Exactly as written, give back every record below.
[EXCERPTED RECORDS Boundary: Start]
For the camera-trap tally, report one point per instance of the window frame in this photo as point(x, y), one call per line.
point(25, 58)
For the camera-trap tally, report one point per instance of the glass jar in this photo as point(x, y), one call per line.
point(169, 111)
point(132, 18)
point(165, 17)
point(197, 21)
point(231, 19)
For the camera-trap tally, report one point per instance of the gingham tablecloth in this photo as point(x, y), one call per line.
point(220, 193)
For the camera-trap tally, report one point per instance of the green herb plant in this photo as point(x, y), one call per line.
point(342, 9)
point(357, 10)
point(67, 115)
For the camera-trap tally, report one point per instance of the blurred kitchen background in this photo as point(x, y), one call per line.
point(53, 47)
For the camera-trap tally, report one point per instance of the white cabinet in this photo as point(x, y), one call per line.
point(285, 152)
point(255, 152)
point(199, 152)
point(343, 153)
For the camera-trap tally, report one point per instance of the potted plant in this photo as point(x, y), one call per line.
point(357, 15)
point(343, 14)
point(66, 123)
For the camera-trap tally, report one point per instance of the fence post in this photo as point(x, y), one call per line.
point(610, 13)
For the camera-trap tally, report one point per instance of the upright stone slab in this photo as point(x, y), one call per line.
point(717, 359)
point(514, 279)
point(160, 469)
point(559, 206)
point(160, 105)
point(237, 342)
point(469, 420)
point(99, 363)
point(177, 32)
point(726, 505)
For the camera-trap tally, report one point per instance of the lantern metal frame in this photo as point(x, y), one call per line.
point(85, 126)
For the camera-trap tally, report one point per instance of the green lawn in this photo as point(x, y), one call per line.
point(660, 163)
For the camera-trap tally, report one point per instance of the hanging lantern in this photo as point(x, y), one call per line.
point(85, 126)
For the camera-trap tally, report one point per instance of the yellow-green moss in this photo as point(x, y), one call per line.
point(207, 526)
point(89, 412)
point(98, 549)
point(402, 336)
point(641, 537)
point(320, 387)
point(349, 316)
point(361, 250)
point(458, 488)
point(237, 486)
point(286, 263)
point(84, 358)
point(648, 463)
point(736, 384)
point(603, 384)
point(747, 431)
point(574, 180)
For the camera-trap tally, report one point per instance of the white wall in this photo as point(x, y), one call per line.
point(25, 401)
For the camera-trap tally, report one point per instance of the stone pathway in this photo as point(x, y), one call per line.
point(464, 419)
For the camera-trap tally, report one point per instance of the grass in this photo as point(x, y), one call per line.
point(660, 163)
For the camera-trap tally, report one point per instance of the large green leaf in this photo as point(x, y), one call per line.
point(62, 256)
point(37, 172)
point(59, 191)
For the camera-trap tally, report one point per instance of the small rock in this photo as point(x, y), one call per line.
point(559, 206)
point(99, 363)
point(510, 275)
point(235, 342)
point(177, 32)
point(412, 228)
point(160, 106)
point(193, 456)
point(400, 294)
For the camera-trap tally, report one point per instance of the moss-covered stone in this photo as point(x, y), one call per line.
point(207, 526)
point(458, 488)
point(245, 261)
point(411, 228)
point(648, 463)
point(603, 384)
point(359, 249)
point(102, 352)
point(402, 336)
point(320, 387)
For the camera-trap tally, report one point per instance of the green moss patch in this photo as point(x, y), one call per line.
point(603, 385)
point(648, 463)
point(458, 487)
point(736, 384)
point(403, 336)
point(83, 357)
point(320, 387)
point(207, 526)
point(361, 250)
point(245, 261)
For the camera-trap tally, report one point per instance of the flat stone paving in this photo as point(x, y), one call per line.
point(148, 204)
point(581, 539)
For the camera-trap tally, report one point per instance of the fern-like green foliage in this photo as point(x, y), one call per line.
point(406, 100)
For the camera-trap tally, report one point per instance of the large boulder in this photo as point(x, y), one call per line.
[EXCERPTED RECORDS Boundary: End]
RESPONSE TO THE EXERCISE
For the camera-trap tally, report one point per instance of the window frame in this photo as point(x, y), one call per line.
point(25, 58)
For the camera-trap tally, report one point per instance of the glass jar in this photo as point(x, y), one call per line.
point(169, 111)
point(132, 18)
point(165, 17)
point(197, 21)
point(231, 19)
For the camera-trap tally, report one point per instance of the gingham tablecloth in this photo as point(x, y), one call per line.
point(220, 193)
For the camera-trap tally, report one point per instance of the green herb plant in this photo as point(x, y), one call per line.
point(342, 9)
point(357, 10)
point(67, 115)
For the camera-trap tally, report one point per instance of the blurred kitchen background in this photo as point(x, y), one call per line.
point(53, 47)
For the camera-trap tally, report one point per instance of the white cabinet in this photo as point(x, y), one call per line.
point(285, 152)
point(255, 152)
point(199, 152)
point(343, 153)
For the camera-trap tally, report one point per instance of the potted plant in this photo as point(x, y), one call per line.
point(357, 15)
point(343, 14)
point(66, 123)
For the camera-trap tally, report one point per instance of the fence post in this photo as point(x, y), one call per line.
point(610, 13)
For the camera-trap tally, report one point per instance of the upright stone slab in this photo as point(x, y), one call per line.
point(717, 359)
point(514, 279)
point(160, 469)
point(559, 206)
point(160, 105)
point(237, 342)
point(469, 420)
point(99, 363)
point(177, 32)
point(726, 505)
For the camera-trap tally, report one point per instance of the lantern metal frame in this photo as point(x, y), one call per line.
point(85, 126)
For the camera-trap tally, report one point per instance of the green lawn in this photo as point(x, y), one call per line.
point(660, 163)
For the camera-trap tally, report one point per instance of the hanging lantern in this photo as point(x, y), one call per line.
point(85, 126)
For the camera-trap tally, report one point per instance of the yellow-green moss in this photo as point(x, y), one call per line.
point(207, 526)
point(89, 412)
point(98, 549)
point(402, 336)
point(641, 537)
point(320, 387)
point(349, 316)
point(361, 250)
point(458, 488)
point(237, 486)
point(286, 263)
point(84, 358)
point(648, 463)
point(736, 384)
point(603, 384)
point(747, 431)
point(574, 180)
For the camera-trap tally, report one point per instance of the white wall in this photo as point(x, y), one call per line.
point(25, 401)
For the camera-trap tally, report one point per instance of the stone pathway in this photo as point(x, y), one call per line.
point(464, 419)
For the camera-trap tally, report one point per instance of the grass in this photo as point(x, y), one call per line.
point(660, 163)
For the camera-trap tally, report one point per instance of the large green leaf in this photo as point(x, y), one call per line.
point(62, 256)
point(37, 172)
point(59, 191)
For the camera-trap tally, report one point per instance of the small rock in this photo as point(x, y), one call per line.
point(559, 206)
point(99, 363)
point(510, 275)
point(235, 342)
point(177, 32)
point(412, 228)
point(160, 106)
point(193, 456)
point(400, 294)
For the camera-trap tally, report one point per instance of the moss-covered stone in this photo as point(x, y), one call per line.
point(207, 526)
point(458, 488)
point(245, 261)
point(411, 228)
point(648, 463)
point(603, 384)
point(359, 249)
point(102, 352)
point(402, 336)
point(320, 387)
For the camera-trap tally, report one point per instance of the green moss patch in this photo as point(x, y), one call per line.
point(603, 385)
point(648, 463)
point(458, 487)
point(736, 384)
point(403, 336)
point(83, 357)
point(320, 387)
point(207, 526)
point(361, 250)
point(245, 261)
For the camera-trap tally, report one point per instance of the flat stone paving in this photo as point(x, y), one call per line.
point(148, 204)
point(581, 539)
For the camera-trap tally, report one point per instance of the fern-like green foliage in this photo as point(x, y), one call per line.
point(406, 100)
For the camera-trap tally, report one point per instance of the large boulder in this photo as point(x, y), one call per line.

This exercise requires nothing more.